Given instruction> Copy out all of the records below, keeping their request lines, and shift each coordinate in the answers by adding 16 to every number. Leave the pictures out of your copy.

[Records from a point labeling set]

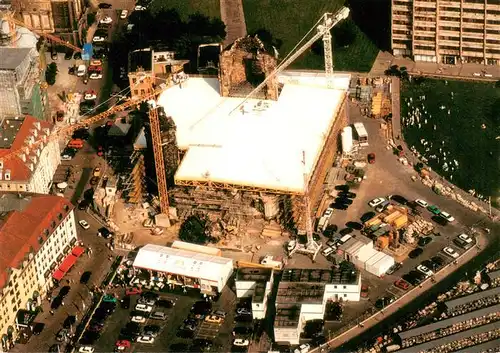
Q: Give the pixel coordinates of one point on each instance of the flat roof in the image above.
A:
(449, 322)
(320, 276)
(254, 274)
(181, 262)
(11, 58)
(298, 293)
(287, 315)
(451, 338)
(263, 141)
(451, 304)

Output>
Q: Give the pixel coordinates of one point on each instance of the flat roof in the image above.
A:
(465, 338)
(336, 292)
(270, 290)
(197, 278)
(27, 74)
(314, 309)
(303, 331)
(467, 354)
(279, 157)
(467, 320)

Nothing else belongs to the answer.